__OBJECTIFS__:
**1.** Recopie le passage du rapport sur la torture au Tchad qui va de « Au Tchad, plusieurs » jusqu'à « plus de 5 ans. », en substituant « prisonniers » à « détenus ».
**2.** Réponds à ces questions d'après le rapport sur la torture au Tchad :
(a) Quels articles de la Constitution de 2018 interdisent la torture ?
(b) En quelle année le Tchad s'est-il doté d'un nouveau Code de procédure pénale ?
(c) Depuis quelle année le pays connaît-il une situation très instable ?

Organisation affiliée : OMCT – Ligue tchadienne des droits de l’homme
Type de publication : Rapport alternatif
Date de publication : Novembre 2022
Lien vers le document original
Le Tchad a connu une situation très instable et tumultueuse depuis 2014 liée notamment au terrorisme et à de nombreuses rébellions, expliquant ainsi un recours excessif à la force par les autorités dans le but de maintenir une stabilité.
Le pays a maintenu au cours de la dernière décennie des institutions et structures favorables à la torture et aux mauvais traitements. La torture est devenue avec le temps un recours utile pour une gouvernance autocrate et répressive des groupes armés, des partis politiques, des organisations de la société civile et des citoyens contestataires. Des systèmes d’écoute, de filatures, d’intimidations et de répression se sont multipliés dans les quartiers, villes et villages du pays, normalisant ainsi des pratiques pourtant proscrites par des lois très récentes parfois conformes aux standards internationaux.
Définition et criminalisation de la torture
La torture est prohibée par la Constitution de 2018 révisée en 2020 par les articles 18 et 19 qui disposent que : « Nul ne peut être soumis, ni à des sévices ou traitements dégradants et humiliants, ni à la torture (Article 18) physique ou morale (Article 19) ». En 2017, l’État a réformé son code pénal, qui prévoit désormais une interdiction absolue de la torture à son article 323. La définition de la torture que prévoit le Code pénal n’est pas entièrement conforme aux dispositions de l’article 1er de la Convention contre la Torture. Le code pénal retient uniquement les auteurs comme agents publics et autorités traditionnelles alors qu’il existe d’autres catégories des détenteurs de pouvoirs qui peuvent occasionner la torture.
Arrestations arbitraires et détentions
Le Tchad s’est doté d’un nouveau Code de procédure pénale en 2017 qui fournit de grandes garanties de protection des droits des personnes suspectées et privées de leur liberté. Cependant, en matière d’enquête de flagrance, la prolongation de la garde à vue peut être accordée sans présentation de la personne gardée à vue, sur instructions écrites ou téléphoniques.
Au Tchad, plusieurs détenus de différentes maisons d’arrêts du pays dont les dossiers sont confiés à des juges d’instruction passent plusieurs années sans être situés sur leur sort. Dans les maisons d’arrêts, il existe des cas de détention préventive d’un an à plus de 5 ans.

__DONNÉES__:

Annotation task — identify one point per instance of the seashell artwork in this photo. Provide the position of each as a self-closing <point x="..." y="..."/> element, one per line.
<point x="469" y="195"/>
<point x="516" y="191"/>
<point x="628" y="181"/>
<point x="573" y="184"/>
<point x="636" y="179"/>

__RÉPONSES__:
**1.**
Au Tchad, plusieurs prisonniers de différentes maisons d’arrêts du pays dont les dossiers sont confiés à des juges d’instruction passent plusieurs années sans être situés sur leur sort. Dans les maisons d’arrêts, il existe des cas de détention préventive d’un an à plus de 5 ans.

**2.**
(a) Les articles 18 et 19.
(b) En 2017.
(c) Depuis 2014.